**Исходный текст**
----------

Солнце ярко слепит глаза. Оно уже особенно печет. А ведь всего лишь апрель. Мы идем по немного пыльной улице вдоль домов в частном секторе, по-нашему просто махалля, позади остается шумный и многолюдный базар, вот православная церковь, справа. Мы идем дальше. Вот первый проулок, за ним еще два. Это махалля особенная, особенная потому что, здесь живут мои бабушка и дедушка. Я иду по рельсам, соскальзывая. Здесь ходят товарные поезда. Очень редко, но если случается, то с треском и шумом. Мама постоянно тянет меня за руку. На ней голубая, шелковая кофточка, с выбитым рисунком у воротника. Она смешно закрывается от солнца одной рукой, в которой сумка-клатч, а другой – держит меня. На мне панама и коротенькая юбочка с белой оборкой. Вот, уже наш поворот.
читать дальшеМы оказываемся на зеленой улице, которая усажена деревьями тутовника. Листья как-то негласно шелестят в такт ветру. Их высокие, еще ярко-зеленые верхушки в контрасте на ярко голубом небе, колышась, поют какой-то очень восточный мотив. Здесь даже пахнет по-другому. Вроде еще там, за поворотом, были многоэтажные здания, ревели машины, кипела жизнь небольшого городка на юге Таджикистана, а тут все совсем по-другому. Тихо, размеренно, спокойно.
Вот он: второй дом слева. С синими воротами и большой, черной цифрой 3, чуть выше почтового ящика. Там всегда дедушка отставляет ключи от дома, когда они уходят. Все знают об этом «тайнике». Я бегу вперед. Здесь все свои. Не для меня. Для мамы. Она выросла здесь. Но меня тут тоже знают, ведь меня зовут также как и мою бабушку.

----------

**Строки данных**
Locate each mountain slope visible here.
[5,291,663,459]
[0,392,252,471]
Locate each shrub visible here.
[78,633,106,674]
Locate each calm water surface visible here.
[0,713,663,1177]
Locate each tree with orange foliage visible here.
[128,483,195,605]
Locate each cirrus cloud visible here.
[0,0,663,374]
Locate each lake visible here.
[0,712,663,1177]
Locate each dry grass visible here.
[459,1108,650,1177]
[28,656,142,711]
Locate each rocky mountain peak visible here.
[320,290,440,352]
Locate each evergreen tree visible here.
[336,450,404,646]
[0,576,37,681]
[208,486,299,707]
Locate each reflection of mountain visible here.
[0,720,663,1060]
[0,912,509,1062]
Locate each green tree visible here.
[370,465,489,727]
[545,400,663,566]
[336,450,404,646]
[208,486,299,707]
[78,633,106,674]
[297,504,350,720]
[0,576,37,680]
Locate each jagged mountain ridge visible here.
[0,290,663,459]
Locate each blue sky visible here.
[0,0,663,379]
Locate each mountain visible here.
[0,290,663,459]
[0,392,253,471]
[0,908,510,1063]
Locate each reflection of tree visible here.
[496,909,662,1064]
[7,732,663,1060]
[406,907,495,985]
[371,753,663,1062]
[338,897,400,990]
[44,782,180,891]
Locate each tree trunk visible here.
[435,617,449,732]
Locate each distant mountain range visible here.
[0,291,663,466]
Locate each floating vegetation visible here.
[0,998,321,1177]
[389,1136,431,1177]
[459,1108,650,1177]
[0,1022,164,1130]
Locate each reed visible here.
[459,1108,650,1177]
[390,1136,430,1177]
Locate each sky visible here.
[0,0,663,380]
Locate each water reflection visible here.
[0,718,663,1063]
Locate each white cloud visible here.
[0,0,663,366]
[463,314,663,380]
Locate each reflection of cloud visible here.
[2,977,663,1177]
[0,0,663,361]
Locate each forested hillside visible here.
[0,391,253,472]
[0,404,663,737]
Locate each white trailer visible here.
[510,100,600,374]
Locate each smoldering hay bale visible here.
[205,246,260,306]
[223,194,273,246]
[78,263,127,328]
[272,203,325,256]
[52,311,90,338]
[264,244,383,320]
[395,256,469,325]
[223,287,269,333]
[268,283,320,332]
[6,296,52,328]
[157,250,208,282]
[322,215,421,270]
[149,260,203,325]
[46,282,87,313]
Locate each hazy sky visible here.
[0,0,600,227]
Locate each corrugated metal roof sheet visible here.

----------

**Задания к выполнению**
a. Определите, соответствуют ли тексту о прогулке к дому бабушки и дедушки следующие утверждения: (i) действие происходит в апреле; (ii) товарные поезда ходят по рельсам часто; (iii) на воротах дома изображена цифра 5. Для каждого утверждения ответьте «да» или «нет» и приведите решающие слова текста в точной цитате.
b. Продолжите текст о прогулке к дому бабушки и дедушки с того места, на котором он заканчивается.

**Ответы на задания**
a.
(i) Да: «А ведь всего лишь апрель.»
(ii) Нет: «Очень редко, но если случается, то с треском и шумом.»
(iii) Нет: «С синими воротами и большой, черной цифрой 3, чуть выше почтового ящика.»

b.
Через невысокие и тонкие стены соседнего дома, у д.Наджмиддина, слышны канарейки. А, вот совсем молодой тутовник, который посадил мой дедушка. На нем пока еще совсем мало ягод, не то, что на соседних. Я в предвкушении подумала, что совсем скоро, уже в грядущее воскресенье, придет д.Юра с Нигиной и Бахтиком, это мой двоюродный брат и сестренка, мы вдоволь налазаемся на соседних деревьях, наедимся их красных и белых ягод и даже, если повезет взберемся на молодой дедушкин тутовник. Он растет прямо у арыка. В воскресенье все собираются дома у дедушки. Это традиция. Даже дядя из Душанбе старается быть здесь. Это святое. Угу, familly re-union.
Я с грохотом перебегаю через стальной мостик, бегу по чисто подметенному палисаднику, здесь аккуратно подрезанные ветки кустарников, и совсем маленькая лавочка у дома, на которой часто сидят бабушка с дедушкой. Вечерами. Когда уставшее от ярких лучей азиатского солнца, небо покрывается кучей мерцающих звезд, когда на город опускается долгожданная прохлада.
Скрипит, всегда незапертая дверь, позади остается веселое цоканье маминых каблуков. Я бегу по подметенной, политой бетонной дорожке, на углу дома - упираюсь в бабушкины руки. Мягкие, немного шершавые и теплые. Она стоит и смотрит на меня сверху, как-то неловко обнимает меня, и целует в щеку: «ты с кем?» - ее немного хрипловатый голос.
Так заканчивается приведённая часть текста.